- _Given task_
Word for word, retype every entry in the listing.

- _Data records_
★ ★ ★ ★

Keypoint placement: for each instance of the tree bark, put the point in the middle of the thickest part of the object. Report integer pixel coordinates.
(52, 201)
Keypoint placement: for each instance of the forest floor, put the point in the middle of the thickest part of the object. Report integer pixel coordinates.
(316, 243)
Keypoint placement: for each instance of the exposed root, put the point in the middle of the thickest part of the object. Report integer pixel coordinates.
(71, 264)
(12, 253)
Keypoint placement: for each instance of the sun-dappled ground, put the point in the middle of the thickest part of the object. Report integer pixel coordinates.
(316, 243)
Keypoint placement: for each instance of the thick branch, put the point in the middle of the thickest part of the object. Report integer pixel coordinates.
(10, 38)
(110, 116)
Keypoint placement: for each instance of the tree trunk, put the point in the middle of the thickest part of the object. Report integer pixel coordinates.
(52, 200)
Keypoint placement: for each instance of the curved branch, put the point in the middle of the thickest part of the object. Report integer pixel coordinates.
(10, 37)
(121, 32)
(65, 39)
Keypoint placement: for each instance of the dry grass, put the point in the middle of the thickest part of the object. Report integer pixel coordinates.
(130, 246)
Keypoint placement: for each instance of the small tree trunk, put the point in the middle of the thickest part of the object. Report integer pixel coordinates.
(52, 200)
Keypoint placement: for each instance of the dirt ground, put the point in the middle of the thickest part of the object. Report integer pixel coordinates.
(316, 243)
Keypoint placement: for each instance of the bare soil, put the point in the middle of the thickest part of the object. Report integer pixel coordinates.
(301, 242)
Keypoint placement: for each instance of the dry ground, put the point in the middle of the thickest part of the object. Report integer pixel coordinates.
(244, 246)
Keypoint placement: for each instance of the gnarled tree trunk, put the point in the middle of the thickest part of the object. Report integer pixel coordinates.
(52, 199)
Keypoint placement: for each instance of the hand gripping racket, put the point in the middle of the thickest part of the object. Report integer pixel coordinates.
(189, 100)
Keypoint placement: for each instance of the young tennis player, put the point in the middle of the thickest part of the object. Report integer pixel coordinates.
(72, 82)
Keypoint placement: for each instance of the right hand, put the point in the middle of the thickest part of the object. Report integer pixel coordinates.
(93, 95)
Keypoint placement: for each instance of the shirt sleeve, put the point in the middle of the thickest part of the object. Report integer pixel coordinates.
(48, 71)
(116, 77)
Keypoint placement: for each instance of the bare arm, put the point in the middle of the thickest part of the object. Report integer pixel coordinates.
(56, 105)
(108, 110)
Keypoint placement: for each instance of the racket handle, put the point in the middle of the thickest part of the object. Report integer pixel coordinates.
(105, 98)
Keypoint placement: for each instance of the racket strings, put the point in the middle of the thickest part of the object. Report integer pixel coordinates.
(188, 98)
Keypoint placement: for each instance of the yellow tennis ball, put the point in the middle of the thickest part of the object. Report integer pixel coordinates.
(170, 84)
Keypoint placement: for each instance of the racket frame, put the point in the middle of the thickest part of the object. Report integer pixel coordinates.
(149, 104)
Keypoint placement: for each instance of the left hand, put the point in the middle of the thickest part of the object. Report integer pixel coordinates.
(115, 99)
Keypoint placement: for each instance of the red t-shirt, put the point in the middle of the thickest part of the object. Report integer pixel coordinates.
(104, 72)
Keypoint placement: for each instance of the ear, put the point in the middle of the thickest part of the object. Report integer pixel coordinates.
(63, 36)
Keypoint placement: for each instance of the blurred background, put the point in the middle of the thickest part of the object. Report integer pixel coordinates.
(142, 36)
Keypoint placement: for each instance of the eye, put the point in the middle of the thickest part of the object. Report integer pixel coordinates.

★ ★ ★ ★

- _Task response_
Keypoint placement: for each instance of the tree bark, put the point in the middle of the thickest part of the object. Report integer pixel coordinates.
(52, 201)
Keypoint placement: for each instance of the forest floor, put the point in the middle of the thickest part of the object. Report integer pixel coordinates.
(316, 243)
Keypoint placement: for each instance of the exposed root, put the point in the middle of the thickest part of the object. Report integer pixel coordinates.
(71, 264)
(12, 253)
Keypoint placement: for each instance of the sun-dappled ground, put the point in the middle of the thickest part of the object. Report integer pixel coordinates.
(316, 243)
Keypoint placement: for each instance of the thick branch, put the point in the middle of the thickest part of the object. Report integer pixel coordinates.
(10, 38)
(110, 116)
Keypoint placement: for each instance of the tree trunk, put the point in the middle of the thickest part of the object. Report integer pixel coordinates.
(52, 200)
Keypoint placement: for each instance of the curved branch, put the point in the middle of the thickest part of the object. Report integer pixel coordinates.
(10, 37)
(121, 32)
(65, 39)
Keypoint placement: for each instance of the dry grass, put the point in the middle of the thickest part of the object. Report integer pixel coordinates.
(130, 246)
Keypoint placement: for each instance of the small tree trunk, put the point in the middle of the thickest part of the object. Report integer pixel coordinates.
(52, 200)
Keypoint placement: for each instance of the dirt ground, put the point in the middle of the thickest part of the object. Report integer pixel coordinates.
(316, 243)
Keypoint placement: for each instance of the bare soil, put the point in the middle of the thickest part of the object. Report integer pixel coordinates.
(301, 242)
Keypoint placement: for each instance of the dry ground, put the point in the middle of the thickest part of the object. Report integer pixel coordinates.
(244, 246)
Keypoint placement: for each instance of the gnarled tree trunk, put the point in the middle of the thickest part of the object. Report integer pixel coordinates.
(52, 199)
Keypoint placement: for each instance of the hand gripping racket, put the point in the middle of the thickest part of the object. Report integer pixel coordinates.
(189, 100)
Keypoint placement: for each instance of the young tennis player, put the point in the middle of the thickest part of the object. Report integer pixel coordinates.
(72, 82)
Keypoint placement: for each instance of the right hand, put the point in the middle of the thickest part of the object. Report integer pixel coordinates.
(93, 95)
Keypoint placement: for each instance of the shirt sleeve, put the point in the middle of the thickest part of the object. Report integer pixel coordinates.
(48, 71)
(116, 77)
Keypoint placement: for each instance of the bare arm, put the point in the middle of the thickest part of the object. Report integer pixel coordinates.
(56, 105)
(108, 110)
Keypoint placement: for each instance of the racket handle, put the point in the middle of the thickest part of the object. Report integer pixel coordinates.
(105, 98)
Keypoint placement: for each instance of the racket strings, put the point in the middle of the thickest part of the object. Report integer pixel coordinates.
(188, 98)
Keypoint placement: for each instance of the yellow tennis ball, put the point in the middle of the thickest part of the object. Report integer pixel coordinates.
(170, 84)
Keypoint placement: for each instance of the racket frame, put the point in the middle of the thickest part of the object. Report integer pixel coordinates.
(149, 104)
Keypoint placement: for each instance of the left hand, put the point in the middle of the thickest part of the object. Report integer pixel coordinates.
(115, 99)
Keypoint placement: for each instance of the red t-shirt, put the point in the middle of the thickest part of the object. Report integer pixel coordinates.
(104, 72)
Keypoint placement: for each instance of the ear, put the point in the middle of the thickest part of the object. Report integer pixel coordinates.
(63, 36)
Keypoint placement: for each instance of the blurred background, put the point in the middle of the thickest part of the object. Report integer pixel coordinates.
(142, 36)
Keypoint placement: for each instance of the eye, put the point in the middle of the thickest part of the object. Report integer pixel coordinates.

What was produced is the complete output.